**The exercise**
Convert the data, from its start through the line that contains "column 232, row 348", inclusive, into a JSON list of strings with one string per line. Skip blank lines and leave out the pictures.

**Provided records**
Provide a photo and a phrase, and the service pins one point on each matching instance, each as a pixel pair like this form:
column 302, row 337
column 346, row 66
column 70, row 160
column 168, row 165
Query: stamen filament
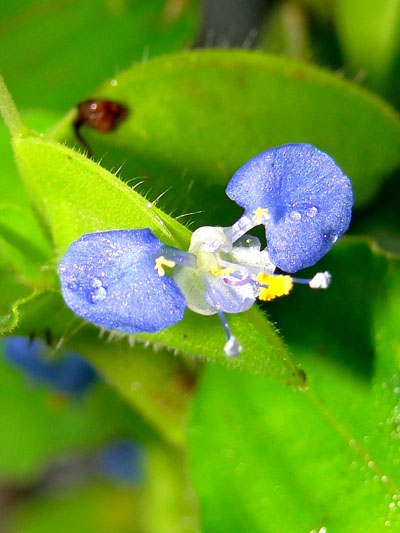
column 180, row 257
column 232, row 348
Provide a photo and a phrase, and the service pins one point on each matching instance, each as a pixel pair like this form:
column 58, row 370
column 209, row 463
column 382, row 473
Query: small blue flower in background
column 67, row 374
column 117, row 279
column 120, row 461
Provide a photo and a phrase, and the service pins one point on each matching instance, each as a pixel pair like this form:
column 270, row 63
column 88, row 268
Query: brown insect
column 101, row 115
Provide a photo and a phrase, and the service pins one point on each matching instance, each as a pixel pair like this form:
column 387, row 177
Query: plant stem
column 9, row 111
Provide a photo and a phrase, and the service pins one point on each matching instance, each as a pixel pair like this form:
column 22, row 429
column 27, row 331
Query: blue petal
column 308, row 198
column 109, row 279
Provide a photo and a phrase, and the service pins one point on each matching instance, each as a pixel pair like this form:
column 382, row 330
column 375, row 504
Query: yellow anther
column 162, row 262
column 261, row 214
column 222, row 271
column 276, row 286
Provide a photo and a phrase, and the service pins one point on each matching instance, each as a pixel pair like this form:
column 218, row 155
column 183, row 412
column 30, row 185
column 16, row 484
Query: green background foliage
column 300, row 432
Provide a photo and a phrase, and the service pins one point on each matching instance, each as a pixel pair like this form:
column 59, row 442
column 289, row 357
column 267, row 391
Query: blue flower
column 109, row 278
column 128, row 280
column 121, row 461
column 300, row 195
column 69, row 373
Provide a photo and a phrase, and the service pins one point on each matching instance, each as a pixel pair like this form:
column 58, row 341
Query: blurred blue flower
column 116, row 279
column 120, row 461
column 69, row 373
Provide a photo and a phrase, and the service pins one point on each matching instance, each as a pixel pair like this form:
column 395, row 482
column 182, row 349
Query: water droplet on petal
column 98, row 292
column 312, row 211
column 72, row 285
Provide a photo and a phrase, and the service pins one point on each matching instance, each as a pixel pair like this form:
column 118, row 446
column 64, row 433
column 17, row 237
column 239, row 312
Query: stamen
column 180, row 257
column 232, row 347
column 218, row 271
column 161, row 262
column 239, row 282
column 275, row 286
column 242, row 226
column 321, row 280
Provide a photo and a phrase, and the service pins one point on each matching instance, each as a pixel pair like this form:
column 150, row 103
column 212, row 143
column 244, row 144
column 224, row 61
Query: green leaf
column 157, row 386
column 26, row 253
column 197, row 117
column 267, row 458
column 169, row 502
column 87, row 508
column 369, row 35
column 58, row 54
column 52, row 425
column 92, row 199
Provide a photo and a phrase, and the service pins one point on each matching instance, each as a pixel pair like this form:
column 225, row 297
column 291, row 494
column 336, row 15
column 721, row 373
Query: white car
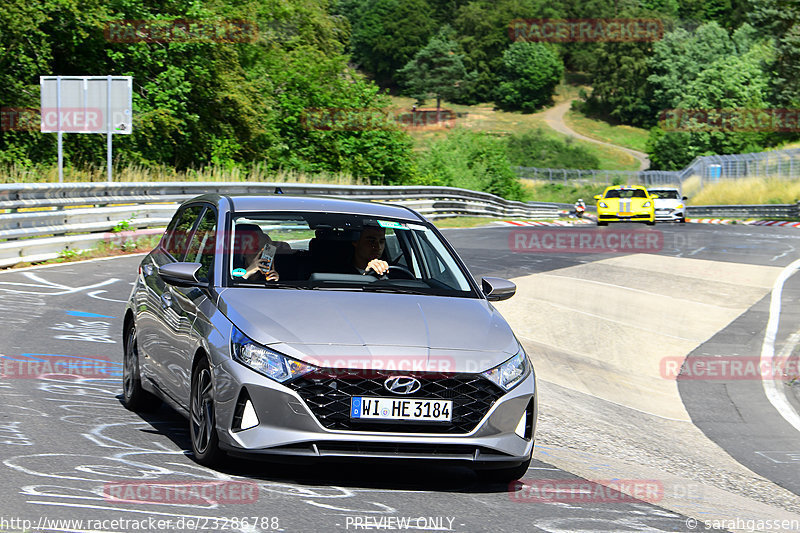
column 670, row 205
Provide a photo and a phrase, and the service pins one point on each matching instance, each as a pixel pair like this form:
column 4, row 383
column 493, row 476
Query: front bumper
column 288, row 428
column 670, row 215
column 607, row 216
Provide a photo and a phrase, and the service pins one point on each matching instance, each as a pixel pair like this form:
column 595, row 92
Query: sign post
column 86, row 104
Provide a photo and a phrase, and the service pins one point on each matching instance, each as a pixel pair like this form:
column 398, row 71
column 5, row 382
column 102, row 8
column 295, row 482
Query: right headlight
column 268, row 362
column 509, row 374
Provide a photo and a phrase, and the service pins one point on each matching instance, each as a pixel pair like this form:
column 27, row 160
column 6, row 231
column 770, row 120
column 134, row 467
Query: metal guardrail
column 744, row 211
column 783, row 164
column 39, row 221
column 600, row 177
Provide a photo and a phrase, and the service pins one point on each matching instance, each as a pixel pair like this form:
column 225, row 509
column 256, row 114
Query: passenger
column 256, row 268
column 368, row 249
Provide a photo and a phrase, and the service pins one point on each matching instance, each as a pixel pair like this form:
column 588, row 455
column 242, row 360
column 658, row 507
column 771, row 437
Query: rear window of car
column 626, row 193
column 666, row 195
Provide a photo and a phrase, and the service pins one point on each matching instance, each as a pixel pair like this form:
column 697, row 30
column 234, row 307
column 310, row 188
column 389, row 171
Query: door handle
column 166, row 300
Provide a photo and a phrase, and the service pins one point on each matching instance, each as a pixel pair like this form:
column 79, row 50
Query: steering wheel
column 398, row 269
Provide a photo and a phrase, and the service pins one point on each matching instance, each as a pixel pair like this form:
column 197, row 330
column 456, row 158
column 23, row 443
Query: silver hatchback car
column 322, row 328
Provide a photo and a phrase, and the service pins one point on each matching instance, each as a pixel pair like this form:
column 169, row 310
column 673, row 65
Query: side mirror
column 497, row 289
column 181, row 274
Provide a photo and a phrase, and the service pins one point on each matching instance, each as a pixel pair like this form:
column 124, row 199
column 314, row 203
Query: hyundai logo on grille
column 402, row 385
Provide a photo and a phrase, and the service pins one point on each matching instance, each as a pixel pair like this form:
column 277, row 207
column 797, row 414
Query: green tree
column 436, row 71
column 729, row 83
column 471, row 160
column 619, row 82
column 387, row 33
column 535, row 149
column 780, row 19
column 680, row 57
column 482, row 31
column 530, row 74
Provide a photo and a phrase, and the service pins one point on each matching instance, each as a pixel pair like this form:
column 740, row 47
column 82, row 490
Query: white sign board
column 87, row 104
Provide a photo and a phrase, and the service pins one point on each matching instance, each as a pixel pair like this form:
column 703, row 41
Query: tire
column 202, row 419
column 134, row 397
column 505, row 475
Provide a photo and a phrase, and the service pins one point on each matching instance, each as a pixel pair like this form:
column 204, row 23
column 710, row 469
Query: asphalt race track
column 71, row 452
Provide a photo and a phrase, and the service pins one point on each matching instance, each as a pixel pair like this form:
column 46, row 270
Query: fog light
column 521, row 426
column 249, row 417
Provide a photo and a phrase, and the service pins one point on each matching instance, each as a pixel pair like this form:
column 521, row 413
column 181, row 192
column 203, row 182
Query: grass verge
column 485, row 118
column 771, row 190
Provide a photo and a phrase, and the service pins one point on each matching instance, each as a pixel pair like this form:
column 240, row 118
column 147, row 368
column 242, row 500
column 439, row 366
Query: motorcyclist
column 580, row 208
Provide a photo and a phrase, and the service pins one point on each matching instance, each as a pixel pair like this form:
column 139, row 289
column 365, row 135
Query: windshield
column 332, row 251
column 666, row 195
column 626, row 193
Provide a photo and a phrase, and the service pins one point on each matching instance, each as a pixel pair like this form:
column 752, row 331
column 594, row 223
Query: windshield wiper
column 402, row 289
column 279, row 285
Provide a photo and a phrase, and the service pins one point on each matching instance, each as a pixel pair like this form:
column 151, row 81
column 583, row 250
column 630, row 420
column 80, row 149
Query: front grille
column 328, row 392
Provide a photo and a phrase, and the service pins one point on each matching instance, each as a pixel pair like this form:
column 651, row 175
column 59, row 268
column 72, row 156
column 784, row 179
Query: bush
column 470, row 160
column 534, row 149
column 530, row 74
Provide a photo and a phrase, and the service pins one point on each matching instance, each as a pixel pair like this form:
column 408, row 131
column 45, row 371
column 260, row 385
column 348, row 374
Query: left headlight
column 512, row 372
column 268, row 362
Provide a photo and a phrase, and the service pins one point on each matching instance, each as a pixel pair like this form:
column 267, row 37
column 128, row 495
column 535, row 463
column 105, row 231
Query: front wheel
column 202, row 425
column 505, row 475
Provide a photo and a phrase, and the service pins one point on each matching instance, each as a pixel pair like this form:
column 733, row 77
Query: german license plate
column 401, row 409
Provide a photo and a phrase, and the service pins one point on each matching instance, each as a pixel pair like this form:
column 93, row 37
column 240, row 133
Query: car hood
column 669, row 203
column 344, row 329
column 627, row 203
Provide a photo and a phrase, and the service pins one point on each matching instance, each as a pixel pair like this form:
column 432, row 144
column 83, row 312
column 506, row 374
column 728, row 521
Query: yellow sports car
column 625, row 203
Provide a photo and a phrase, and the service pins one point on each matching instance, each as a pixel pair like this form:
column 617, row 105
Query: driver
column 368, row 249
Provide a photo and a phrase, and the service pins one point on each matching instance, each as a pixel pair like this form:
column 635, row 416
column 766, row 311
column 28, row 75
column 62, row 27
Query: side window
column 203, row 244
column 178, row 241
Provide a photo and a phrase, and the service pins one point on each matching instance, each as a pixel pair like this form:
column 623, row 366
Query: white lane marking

**Worked solution**
[
  "Provide a photo and a phrase, and the service pins one point on each matching instance, each as a pixel pair like this form:",
  "column 302, row 337",
  "column 346, row 66",
  "column 70, row 160",
  "column 168, row 165",
  "Query: stamen filament",
  "column 180, row 257",
  "column 232, row 348"
]